# Task to carry out:
Transcribe the records below from the first line to the line that includes "positive clicks: (183, 157) (195, 222)", inclusive, and omit the pictures.

--- Input data Enclosed Below ---

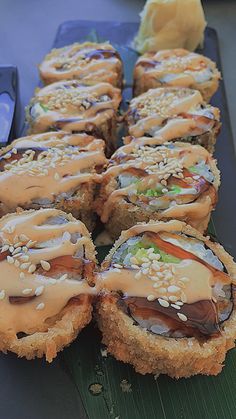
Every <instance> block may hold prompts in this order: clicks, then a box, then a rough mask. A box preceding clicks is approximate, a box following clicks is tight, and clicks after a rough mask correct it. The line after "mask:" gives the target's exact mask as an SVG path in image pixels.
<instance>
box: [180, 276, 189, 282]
mask: <svg viewBox="0 0 236 419" xmlns="http://www.w3.org/2000/svg"><path fill="white" fill-rule="evenodd" d="M180 281H182V282H189V278H187V277H186V276H183V278H180Z"/></svg>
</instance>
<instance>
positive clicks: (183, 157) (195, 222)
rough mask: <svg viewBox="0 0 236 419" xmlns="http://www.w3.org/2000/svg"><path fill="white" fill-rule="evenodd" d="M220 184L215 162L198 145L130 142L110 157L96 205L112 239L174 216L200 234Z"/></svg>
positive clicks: (215, 202)
mask: <svg viewBox="0 0 236 419" xmlns="http://www.w3.org/2000/svg"><path fill="white" fill-rule="evenodd" d="M219 184H220V173H219V170H218V169H217V166H216V163H215V160H214V159H213V158H212V156H211V154H209V152H208V151H207V150H206V149H205V148H203V147H201V146H199V145H189V144H186V143H181V142H175V143H166V144H161V145H157V144H156V146H155V147H154V146H153V147H151V146H149V145H148V144H147V145H146V144H142V143H138V142H131V143H130V144H128V145H126V146H123V147H121V148H119V149H118V150H117V151H116V152H115V153H114V154H113V156H112V158H111V160H110V164H109V165H108V168H107V170H106V172H105V173H104V174H103V182H102V184H101V188H100V194H99V197H98V199H97V200H96V204H95V205H96V210H97V212H98V214H99V215H100V217H101V220H102V222H103V223H105V225H106V229H107V230H108V232H109V234H110V235H111V236H112V237H115V238H117V237H119V235H120V233H121V231H122V230H125V229H127V228H129V227H131V226H133V225H134V224H136V223H137V222H140V221H146V222H147V221H149V220H150V219H152V220H164V221H165V220H168V219H171V218H177V219H180V220H182V221H185V222H187V223H188V224H191V225H192V226H193V227H195V228H197V229H198V230H200V231H201V232H204V231H205V230H206V228H207V226H208V222H209V219H210V215H211V211H212V210H213V209H214V208H215V205H216V202H217V191H218V187H219Z"/></svg>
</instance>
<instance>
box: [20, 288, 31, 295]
mask: <svg viewBox="0 0 236 419" xmlns="http://www.w3.org/2000/svg"><path fill="white" fill-rule="evenodd" d="M31 292H32V288H25V289H24V290H23V291H22V294H24V295H29V294H31Z"/></svg>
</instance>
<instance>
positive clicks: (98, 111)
mask: <svg viewBox="0 0 236 419" xmlns="http://www.w3.org/2000/svg"><path fill="white" fill-rule="evenodd" d="M120 101H121V93H120V90H119V89H117V88H115V87H113V86H112V85H111V84H109V83H99V84H97V85H94V86H85V85H82V84H80V83H79V82H78V81H77V80H69V81H64V82H57V83H52V84H50V85H49V86H46V87H44V88H42V89H38V90H37V91H36V94H35V96H34V97H33V98H32V99H31V101H30V104H29V106H28V108H27V114H26V115H27V121H28V123H29V134H37V133H40V132H46V131H57V130H64V131H68V132H72V133H77V132H85V133H87V134H90V135H93V136H94V137H96V138H102V139H104V140H105V142H106V146H107V151H108V153H110V152H111V151H114V149H115V148H116V128H117V111H118V108H119V104H120Z"/></svg>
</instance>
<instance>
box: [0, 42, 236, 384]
mask: <svg viewBox="0 0 236 419" xmlns="http://www.w3.org/2000/svg"><path fill="white" fill-rule="evenodd" d="M39 71H40V76H41V80H42V82H43V83H44V84H45V87H42V88H41V89H38V90H37V91H36V94H35V96H34V98H33V99H32V100H31V102H30V104H29V106H28V108H27V121H28V125H29V131H28V134H29V135H28V136H27V137H22V138H19V139H17V140H15V141H13V142H12V143H11V145H9V146H8V147H6V148H5V149H2V150H1V153H0V165H1V166H0V169H1V171H0V183H1V188H0V194H1V197H0V201H1V205H0V215H1V217H2V218H1V219H0V239H1V253H0V259H1V266H2V271H1V272H2V274H1V289H0V300H1V301H0V312H1V315H0V334H1V343H0V349H1V350H2V351H12V352H15V353H17V354H18V356H25V357H26V358H28V359H31V358H34V357H36V356H37V357H42V356H44V355H45V356H46V359H47V360H48V361H52V359H53V358H54V357H55V356H56V354H57V353H58V352H59V351H60V350H62V349H63V348H64V347H65V346H67V345H68V344H69V343H70V342H71V341H73V340H74V339H75V338H76V336H77V335H78V333H79V332H80V330H81V329H82V328H83V327H85V326H86V325H87V324H88V323H89V322H90V320H91V318H92V312H93V308H94V307H95V310H94V312H95V317H96V319H97V322H98V325H99V328H100V329H101V331H102V335H103V342H104V344H105V345H107V348H108V351H109V353H111V354H113V355H114V356H115V357H116V358H117V359H119V360H122V361H124V362H128V363H130V364H131V365H133V366H134V368H135V369H136V371H138V372H140V373H142V374H146V373H153V374H156V375H159V374H168V375H170V376H171V377H176V378H179V377H189V376H191V375H194V374H207V375H210V374H212V375H216V374H218V373H219V372H220V371H221V369H222V367H223V362H224V360H225V356H226V352H227V351H228V350H229V349H230V348H232V347H234V342H235V338H236V327H235V326H236V311H235V308H234V300H235V276H236V265H235V263H234V262H233V259H232V257H231V256H230V255H229V254H227V252H226V251H225V250H224V249H223V248H222V246H220V245H219V244H217V243H215V242H214V241H212V240H211V239H210V237H209V236H204V235H203V234H204V233H205V232H206V230H207V226H208V223H209V219H210V215H211V211H212V210H213V209H214V208H215V206H216V202H217V191H218V188H219V185H220V173H219V170H218V168H217V165H216V160H215V159H214V158H213V156H212V152H213V150H214V145H215V141H216V136H217V134H218V132H219V129H220V115H219V110H218V109H217V108H215V107H213V106H211V105H210V104H208V103H207V102H208V101H209V100H210V98H211V96H212V95H213V94H214V93H215V91H216V90H217V87H218V83H219V79H220V73H219V71H218V70H217V68H216V66H215V64H214V63H213V62H212V61H211V60H209V59H208V58H206V57H203V56H202V55H199V54H195V53H190V52H187V51H185V50H180V49H178V50H168V51H160V52H158V53H153V54H146V55H144V56H142V57H140V58H139V59H138V61H137V64H136V66H135V69H134V95H135V97H134V98H133V99H132V100H131V102H130V105H129V109H128V111H127V113H126V115H125V118H124V119H125V122H126V124H127V130H128V132H127V136H126V137H125V138H124V145H123V146H122V147H120V148H118V149H117V150H116V151H115V149H116V148H117V135H116V131H117V125H118V124H119V122H120V116H119V114H118V111H119V105H120V102H121V97H122V96H121V88H122V86H123V69H122V62H121V59H120V57H119V54H118V52H117V51H116V50H115V49H114V48H113V47H112V46H111V45H110V44H109V43H105V44H95V43H88V42H87V43H84V44H78V43H76V44H73V45H71V46H66V47H64V48H58V49H54V50H52V52H50V53H49V54H48V55H47V56H46V57H45V59H44V60H43V62H42V63H41V65H40V66H39ZM107 157H109V159H108V158H107ZM95 214H97V215H98V216H99V217H100V219H101V221H102V222H103V223H104V225H105V227H106V230H107V231H108V232H109V235H110V237H111V238H112V239H118V240H117V241H116V242H115V244H114V246H113V248H112V250H111V251H110V253H109V254H108V256H107V257H106V258H105V260H104V262H103V263H102V265H101V267H99V266H98V264H97V260H96V251H95V246H94V244H93V241H92V239H91V235H90V233H89V231H90V232H91V231H92V230H93V229H94V226H95V222H96V215H95ZM88 230H89V231H88Z"/></svg>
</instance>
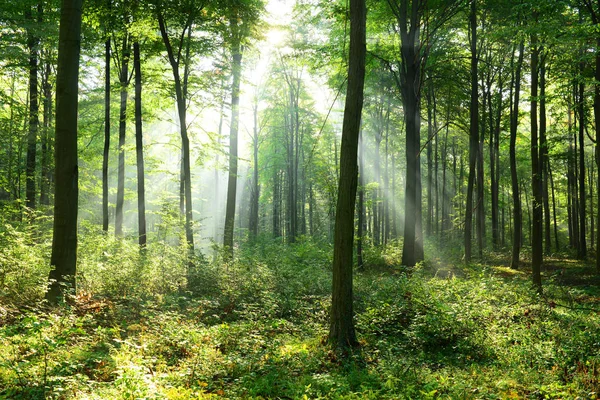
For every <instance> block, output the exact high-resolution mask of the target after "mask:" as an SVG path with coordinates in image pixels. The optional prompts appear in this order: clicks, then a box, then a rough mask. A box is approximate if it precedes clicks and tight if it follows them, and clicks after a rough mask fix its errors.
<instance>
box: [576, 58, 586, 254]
mask: <svg viewBox="0 0 600 400" xmlns="http://www.w3.org/2000/svg"><path fill="white" fill-rule="evenodd" d="M583 68H584V66H583V65H582V66H581V70H582V74H583ZM578 89H579V94H578V96H577V97H578V99H577V100H578V102H577V110H578V112H577V113H578V116H579V247H578V251H577V258H579V259H581V260H585V259H586V258H587V240H586V229H585V228H586V193H585V141H584V138H585V124H586V122H585V105H584V101H585V97H584V96H585V93H584V91H585V85H584V83H583V81H580V82H579V88H578ZM576 157H577V156H576Z"/></svg>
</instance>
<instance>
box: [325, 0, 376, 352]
mask: <svg viewBox="0 0 600 400" xmlns="http://www.w3.org/2000/svg"><path fill="white" fill-rule="evenodd" d="M366 14H367V8H366V5H365V1H364V0H350V50H349V52H350V54H349V57H348V59H349V65H348V90H347V94H346V106H345V109H344V121H343V125H342V150H341V155H340V181H339V189H338V201H337V209H336V215H335V238H334V251H333V286H332V298H331V318H330V326H329V341H330V342H331V343H332V346H333V347H334V348H338V349H340V348H341V349H345V348H347V347H351V346H356V345H357V344H358V342H357V340H356V333H355V331H354V323H353V317H354V316H353V307H352V302H353V299H352V248H353V245H354V206H355V203H356V188H357V178H358V165H357V153H358V139H359V136H360V119H361V111H362V105H363V87H364V77H365V54H366V29H365V28H366Z"/></svg>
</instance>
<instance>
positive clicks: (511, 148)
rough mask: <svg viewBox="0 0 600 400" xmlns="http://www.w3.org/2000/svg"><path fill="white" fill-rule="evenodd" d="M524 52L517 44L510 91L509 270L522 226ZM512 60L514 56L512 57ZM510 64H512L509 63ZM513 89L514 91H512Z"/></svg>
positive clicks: (519, 236)
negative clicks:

--- End of Enclosed Input data ---

# Task answer:
Every <instance> block may hold prompts in this order: clicks, then a box, then a rough mask. A box preceding clicks is approximate, a box following clicks is tight, and clicks after a rough mask correct it. The line after "mask:" gives the target's exact mask as an SVG path in image pixels.
<instance>
box: [180, 276, 189, 282]
mask: <svg viewBox="0 0 236 419" xmlns="http://www.w3.org/2000/svg"><path fill="white" fill-rule="evenodd" d="M180 281H182V282H189V278H187V277H186V276H183V278H180Z"/></svg>
</instance>
<instance>
positive clicks: (183, 157) (195, 222)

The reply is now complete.